**Çıkarılan metin:**

_ _ _ _ _ _ _

Seçimlerde kazanan olabiliriz. Kazananlar olarak görevlerimizi şöylece açıklayabiliriz:
Başarılarımız Rabbimizin Lütfu Bilmeliyiz
a.) Kazananlar olarak başarılarımızı Rabbimizin lütfundan bilmeli, yalnızca kendi nefislerimize ve de örgütlerimize bağlamamalıyız. Birinci derecede Rabbimizin bir lütfu olarak görmeliyiz. Başarının bizlere kulluk imtihanı gereği lütfedildiğinin bilincinde olmalıyız. Yani başarılarımızı kendi nefislerimize mâl etmemeliyiz. Kendi nefislerimize mâl edersek büyüklük duygularına kapılabiliriz. Gelecek uyarılara kapalı hale gelebiliriz. Böylece hem dünya hayatımıza hem de ahiret hayatımıza zarar vermiş oluruz. Yüce Rabbimiz bu konuda bizleri örneğin Nahl 53’de şöylece uyarmaktadır:
“Sahip olduğunuz her şey Rabbinizin sizlere olan lütfudur, O’ndandır…”
Elbette neticeler sebeplere bağlıdır ama sebepler mutlaka başarılara götürmez. Hiç şüphemiz olmasın, kazanımlarda kader programının büyük etkisi vardır. İnsanoğlu bu noktada nankörlüğe yönelebilecek bir varlık olduğu için Rabbimiz bizleri bakın Zümer sûresi ayet 49’ da nasıl uyarmaktadır:
“İnsana bir musibet geldiği / bir başarısızlığa uğradığı zaman bize duacı kesilir. Biz ona kendi katımızdan bir nimet / bir başarı ihsan ettiğimizde, bu başarı bendeki özellikler sebebiyle bana verildi, der. Hayır böyle değil nimetler, başarılar size sunulmuş denemelerdir. Ne var ki insanların çoğu bu hakikati bilmemektedirler.”
Nice nice insanlar vardır ki hayatları boyunca tahayyül bile edemeyecekleri makamlara gelmişlerdir. Bunun sebebi kulluk denemsi gereği Rabbimizin ikramıdır. Âl-i İmran Sûresi›nin 26. ayetinde şöyle buyurulur:
“Ey insan şöyle de : Allah’ım! mülkün; malların, yönetici makam kadroların, maliki Sensin. Sen mülkü dilediğine verirsin, dilediğinden de çekip alırsın. Dilediğini yüceltirsin, dilediğini de aşağılatırsın. Her şeyi programlamaya da yaratmaya da gücü yeten sensin.”

_ _ _ _ _ _ _

**Veri kümesi:**
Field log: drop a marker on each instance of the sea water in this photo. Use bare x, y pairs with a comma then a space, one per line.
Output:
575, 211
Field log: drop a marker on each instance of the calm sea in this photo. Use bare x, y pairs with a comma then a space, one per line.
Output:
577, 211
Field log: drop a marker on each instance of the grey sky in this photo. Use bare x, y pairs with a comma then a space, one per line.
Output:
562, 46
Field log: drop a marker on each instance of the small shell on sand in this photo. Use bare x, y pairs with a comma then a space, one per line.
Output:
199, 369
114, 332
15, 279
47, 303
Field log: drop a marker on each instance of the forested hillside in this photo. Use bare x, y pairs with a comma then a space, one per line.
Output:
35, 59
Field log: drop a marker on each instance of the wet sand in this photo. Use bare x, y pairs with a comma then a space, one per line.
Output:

_ _ _ _ _ _ _

**Yönergeler:**
- A) Çıkarılan metinde ayet numarasıyla birlikte anılan sûreleri, ayet numaralarıyla beraber metindeki sırasıyla listeleyin.
- B) Satırlarda "Field log: drop a marker on each instance of the forested" ifadesini içeren satırla açılıp satırların sonuyla kapanan bölümü, iki ucu da dahil, hiç değiştirmeden yazın.

**Verilen yanıtlar:**
- A)
Nahl sûresi, 53. ayet
Zümer sûresi, 49. ayet
Âl-i İmran sûresi, 26. ayet

- B)
Field log: drop a marker on each instance of the forested hillside in this photo. Use bare x, y pairs with a comma then a space, one per line.
Output:
35, 59
Field log: drop a marker on each instance of the wet sand in this photo. Use bare x, y pairs with a comma then a space, one per line.
Output:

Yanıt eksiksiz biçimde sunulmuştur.